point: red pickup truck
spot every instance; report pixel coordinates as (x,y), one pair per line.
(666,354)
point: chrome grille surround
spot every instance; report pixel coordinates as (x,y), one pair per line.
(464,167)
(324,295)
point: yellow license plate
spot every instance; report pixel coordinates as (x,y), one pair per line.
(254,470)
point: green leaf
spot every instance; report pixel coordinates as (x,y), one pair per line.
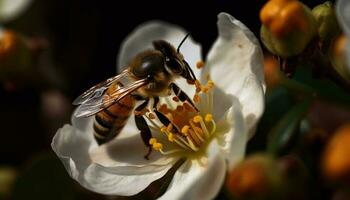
#####
The task
Reproduce every one of the lines above verbatim, omitting the picture from your answer.

Solution to the exercise
point: red pickup truck
spot every instance; report pixel coordinates as (x,y), one pair per line.
(666,354)
point: chrome grille surround
spot every instance; report pixel coordinates as (x,y), one pair per line.
(464,167)
(324,295)
point: yellow license plate
spot every instance; report pixel coordinates as (x,y), one pair per line.
(254,470)
point: green leaf
spot every instance; report pixel coordinates as (x,y), one pair per line.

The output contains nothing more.